(Supplied text begins)

Not a Teenager’s Typical Sunday Morning
In honor of Memorial Day, this article from the Museum’s archives was written by Charles T. Sehe, who grew up in Geneva, enlisted in the US Navy and survived the attack on Pearl Harbor, December 7, 1941.
I do not need Memorial Day or Veteran’s Day observances to remind me of how war changes Veteran’s lives forever in painful ways – a spiritual voice within my mind keeps whispering a disturbing thought – why me?
Why didn’t I die? Why did I survive the war when so many others didn’t? I do not know the answer to my questions. I may never know in my lifetime.
Listed are the traumatic events in the order in which they occurred on December 7, 1941 with time slots obtained from the USS Nevada’s log…
05.30 hrs. Reveille
06.00-07.00 hrs. Breakfast; Condition 3-gun watch
07:56 hrs. USS Nevada’s Marine Color Guard and the band musicians assembling on main deck to await the 8 o’clock signal to hoist colors as the National Anthem is played. With sudden fury, the first wave of attacking Japanese planes without any warning swept over the U.S. military air fields.
07:58 hrs. Nevada’s gun crews now were racing to their battle stations, but the Color Guard and the band musicians held fast until the last note of the Anthem was played, then, scurried to their designated battle stations.
08:05 hrs. Low-level torpedo planes coming in from the southwest crossed overhead with another flight of the high level and dive bombers. One torpedo exploded on the port side hull between turrets one and two. The explosion caused a violent lurching upwards of our ship with vibrant shuddering before slamming back on the water.
08.09 hrs. Violent explosions shattered the forecastle of the Arizona, leaving its foremast, navigation and signal bridges a twisted smoldering hulk. A huge column of blast furnace red heat shot upwards several hundreds of feet. The shockwaves generated by the explosions reached Nevada’s open decks and those of us on the topside felt the heat generated by the blast.
08.10 hrs. Harbor authorities gives order for the battleships to get underway. In spite of her gaping torpedo wound, the Nevada was the only major warship to respond to the order. Other battleships lay still moored, stricken and burning.
08.30 hrs. The Nevada slowly moved away from its mooring and passed the twisted burning hulk of the Arizona and the overturned Oklahoma, which entombed many of its crew.
08.30 – 09.00 hrs. An uneasy lull for about twenty minutes followed that strafing and bombing attacks on our ship. An urgent call came throughout the ship “All Hands, not engaged in air defense or handling of ammunition, leave your station, and turn to fighting the uncontrolled blazes.” I don’t remember how I had descended from the searchlight platform, but my arms and legs had bruises and deep scratches when I reached the main deck.
09.00 hrs. High level bombers appeared again and concentrated on the slow moving Nevada, determined to sink her in the channel, thereby blocking the exits for ships. More fires erupt throughout the boat deck and the ships gallery.

(Supplied text ends)

* **Prompt**
Repeat the part of the Pearl Harbor account from "Not a Teenager’s" to "December 7, 1941.", word for word. You won't need the items to do this.

(Records begins)

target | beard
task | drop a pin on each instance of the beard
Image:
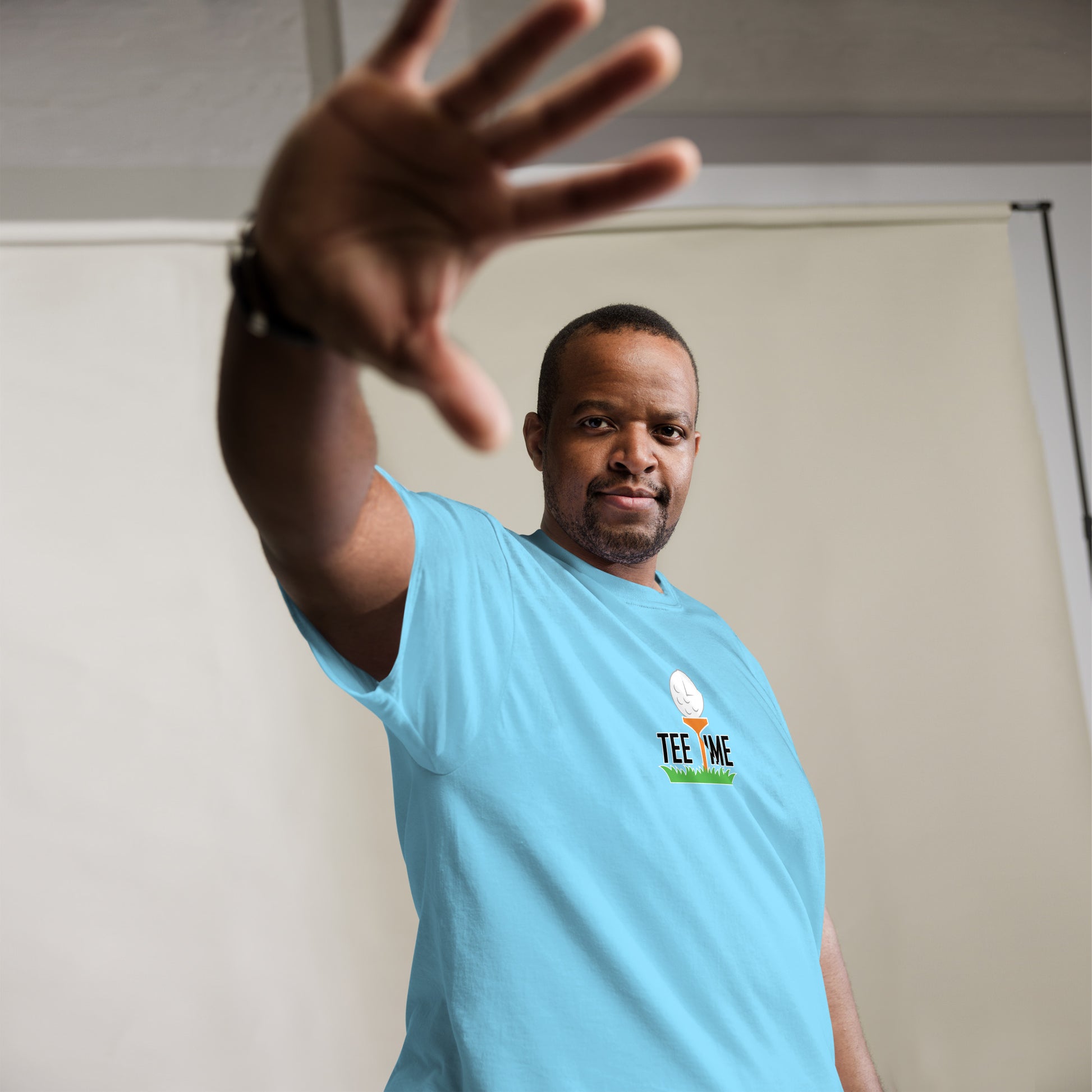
(625, 543)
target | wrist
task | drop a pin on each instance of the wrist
(255, 296)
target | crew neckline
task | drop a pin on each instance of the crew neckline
(628, 590)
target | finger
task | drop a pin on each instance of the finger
(515, 56)
(641, 176)
(404, 53)
(466, 398)
(645, 63)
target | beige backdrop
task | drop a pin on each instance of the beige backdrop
(202, 883)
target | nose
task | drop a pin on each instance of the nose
(635, 452)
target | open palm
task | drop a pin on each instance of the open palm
(388, 194)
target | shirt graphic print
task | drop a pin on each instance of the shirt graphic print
(616, 859)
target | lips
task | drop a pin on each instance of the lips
(625, 503)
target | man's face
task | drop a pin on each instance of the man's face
(639, 435)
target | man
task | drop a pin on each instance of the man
(615, 855)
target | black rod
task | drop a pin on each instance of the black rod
(1044, 209)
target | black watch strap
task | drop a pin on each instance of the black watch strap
(255, 296)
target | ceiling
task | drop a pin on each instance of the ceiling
(208, 86)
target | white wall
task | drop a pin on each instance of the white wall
(1070, 187)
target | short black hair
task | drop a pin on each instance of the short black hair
(603, 320)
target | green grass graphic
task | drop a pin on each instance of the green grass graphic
(697, 776)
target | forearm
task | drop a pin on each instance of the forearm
(296, 438)
(852, 1059)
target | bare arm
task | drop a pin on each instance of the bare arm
(383, 201)
(852, 1058)
(297, 441)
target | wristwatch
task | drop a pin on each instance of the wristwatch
(253, 293)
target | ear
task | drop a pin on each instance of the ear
(534, 438)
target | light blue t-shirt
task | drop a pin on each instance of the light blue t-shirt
(615, 855)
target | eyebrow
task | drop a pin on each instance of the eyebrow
(680, 415)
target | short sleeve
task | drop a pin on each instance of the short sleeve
(457, 635)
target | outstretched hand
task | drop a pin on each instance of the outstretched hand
(388, 194)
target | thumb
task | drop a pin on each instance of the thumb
(466, 398)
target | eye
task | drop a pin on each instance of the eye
(681, 435)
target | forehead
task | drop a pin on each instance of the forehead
(626, 364)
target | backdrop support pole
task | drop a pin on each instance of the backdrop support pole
(1044, 209)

(Records ends)

* **The completed task**
Not a Teenager’s Typical Sunday Morning
In honor of Memorial Day, this article from the Museum’s archives was written by Charles T. Sehe, who grew up in Geneva, enlisted in the US Navy and survived the attack on Pearl Harbor, December 7, 1941.